» **EXERCISE**
Starting with the line that contains "of the white" and going on through the end of the entries, rewrite every line, requests included. Multiply each coordinate in the answer points by 0.85 and round it to a whole number, with halves rounded up, but leave the requests and their sample outputs unchanged.
● ● ● ●
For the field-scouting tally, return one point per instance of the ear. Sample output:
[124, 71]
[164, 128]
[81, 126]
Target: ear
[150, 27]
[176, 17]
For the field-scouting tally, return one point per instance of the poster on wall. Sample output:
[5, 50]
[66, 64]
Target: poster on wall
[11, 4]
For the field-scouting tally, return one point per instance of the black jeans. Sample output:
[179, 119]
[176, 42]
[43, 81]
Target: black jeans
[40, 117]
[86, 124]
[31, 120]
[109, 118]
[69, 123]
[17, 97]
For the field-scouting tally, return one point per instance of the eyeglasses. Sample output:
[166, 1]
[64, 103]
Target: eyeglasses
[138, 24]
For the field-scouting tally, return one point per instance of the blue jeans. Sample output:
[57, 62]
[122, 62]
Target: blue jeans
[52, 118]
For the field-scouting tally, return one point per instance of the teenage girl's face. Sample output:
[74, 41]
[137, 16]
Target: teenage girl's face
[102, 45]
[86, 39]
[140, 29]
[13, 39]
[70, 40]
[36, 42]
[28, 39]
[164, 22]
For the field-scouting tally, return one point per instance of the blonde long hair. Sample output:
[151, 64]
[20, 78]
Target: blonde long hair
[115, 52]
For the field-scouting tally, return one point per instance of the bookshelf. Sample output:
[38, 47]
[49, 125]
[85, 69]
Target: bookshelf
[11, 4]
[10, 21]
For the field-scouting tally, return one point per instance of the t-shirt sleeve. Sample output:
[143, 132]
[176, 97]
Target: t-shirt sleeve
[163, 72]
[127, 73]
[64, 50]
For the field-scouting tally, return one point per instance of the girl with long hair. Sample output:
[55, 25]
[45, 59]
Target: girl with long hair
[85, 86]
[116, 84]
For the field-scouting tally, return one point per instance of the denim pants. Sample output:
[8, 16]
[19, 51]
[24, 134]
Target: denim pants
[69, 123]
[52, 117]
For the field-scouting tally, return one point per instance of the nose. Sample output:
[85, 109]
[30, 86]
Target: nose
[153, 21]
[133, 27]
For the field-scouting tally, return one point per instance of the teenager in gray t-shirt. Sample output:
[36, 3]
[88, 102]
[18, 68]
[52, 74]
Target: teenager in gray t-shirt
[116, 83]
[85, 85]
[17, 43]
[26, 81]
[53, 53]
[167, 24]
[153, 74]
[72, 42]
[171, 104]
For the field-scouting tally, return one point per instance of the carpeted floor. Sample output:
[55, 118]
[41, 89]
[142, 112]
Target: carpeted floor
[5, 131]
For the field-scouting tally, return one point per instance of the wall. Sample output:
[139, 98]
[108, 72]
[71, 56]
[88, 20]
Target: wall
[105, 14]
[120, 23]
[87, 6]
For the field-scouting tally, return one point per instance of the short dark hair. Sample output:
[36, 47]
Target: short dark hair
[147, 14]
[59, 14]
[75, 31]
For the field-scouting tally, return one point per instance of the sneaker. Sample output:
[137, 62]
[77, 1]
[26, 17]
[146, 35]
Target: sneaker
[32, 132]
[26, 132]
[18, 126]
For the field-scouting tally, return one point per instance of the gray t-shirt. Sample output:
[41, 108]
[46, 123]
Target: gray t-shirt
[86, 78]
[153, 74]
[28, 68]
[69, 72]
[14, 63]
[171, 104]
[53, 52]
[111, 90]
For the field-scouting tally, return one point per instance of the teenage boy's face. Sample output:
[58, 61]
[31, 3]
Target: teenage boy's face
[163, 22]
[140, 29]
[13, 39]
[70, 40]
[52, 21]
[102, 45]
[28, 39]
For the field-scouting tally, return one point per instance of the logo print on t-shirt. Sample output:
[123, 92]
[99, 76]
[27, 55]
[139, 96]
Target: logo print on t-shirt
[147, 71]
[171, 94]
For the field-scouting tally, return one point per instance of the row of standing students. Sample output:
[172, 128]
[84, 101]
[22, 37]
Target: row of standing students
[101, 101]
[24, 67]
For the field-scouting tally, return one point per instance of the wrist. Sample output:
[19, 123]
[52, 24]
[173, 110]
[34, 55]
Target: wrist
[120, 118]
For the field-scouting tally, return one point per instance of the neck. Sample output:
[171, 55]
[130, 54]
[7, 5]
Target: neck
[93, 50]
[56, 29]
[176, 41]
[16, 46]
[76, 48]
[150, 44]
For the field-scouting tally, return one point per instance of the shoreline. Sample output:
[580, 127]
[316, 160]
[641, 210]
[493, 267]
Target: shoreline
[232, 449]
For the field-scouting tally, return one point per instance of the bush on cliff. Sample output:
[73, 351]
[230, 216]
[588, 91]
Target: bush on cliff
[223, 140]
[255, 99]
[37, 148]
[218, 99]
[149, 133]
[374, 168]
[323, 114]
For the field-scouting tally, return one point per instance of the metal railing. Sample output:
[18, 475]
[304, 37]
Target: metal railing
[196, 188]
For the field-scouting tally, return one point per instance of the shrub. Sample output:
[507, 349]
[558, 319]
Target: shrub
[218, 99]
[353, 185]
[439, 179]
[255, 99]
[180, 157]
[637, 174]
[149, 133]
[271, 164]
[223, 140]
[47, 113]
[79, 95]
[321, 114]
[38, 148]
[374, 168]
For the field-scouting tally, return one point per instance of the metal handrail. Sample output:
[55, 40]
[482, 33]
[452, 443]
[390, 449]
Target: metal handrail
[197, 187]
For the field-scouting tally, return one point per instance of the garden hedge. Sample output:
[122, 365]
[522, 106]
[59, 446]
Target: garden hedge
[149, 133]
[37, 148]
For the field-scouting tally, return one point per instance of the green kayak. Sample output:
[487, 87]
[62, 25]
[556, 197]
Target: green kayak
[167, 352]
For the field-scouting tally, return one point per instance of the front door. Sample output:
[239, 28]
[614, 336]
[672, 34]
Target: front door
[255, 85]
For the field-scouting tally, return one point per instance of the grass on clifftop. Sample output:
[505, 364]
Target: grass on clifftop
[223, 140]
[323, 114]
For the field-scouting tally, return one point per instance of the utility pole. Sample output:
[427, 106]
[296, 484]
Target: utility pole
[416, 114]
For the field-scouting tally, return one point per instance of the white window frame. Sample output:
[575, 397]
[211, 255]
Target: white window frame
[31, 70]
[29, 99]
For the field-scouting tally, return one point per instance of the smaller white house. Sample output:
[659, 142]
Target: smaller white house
● ● ● ●
» **EXERCISE OUTPUT**
For the field-scouting tally, return one point per instance of the white window frame. Sample output:
[575, 397]
[211, 255]
Target: white window frame
[26, 60]
[25, 84]
For the field-scouting tally, return one point per instance of the smaller white house. Sample output:
[659, 142]
Target: smaller white house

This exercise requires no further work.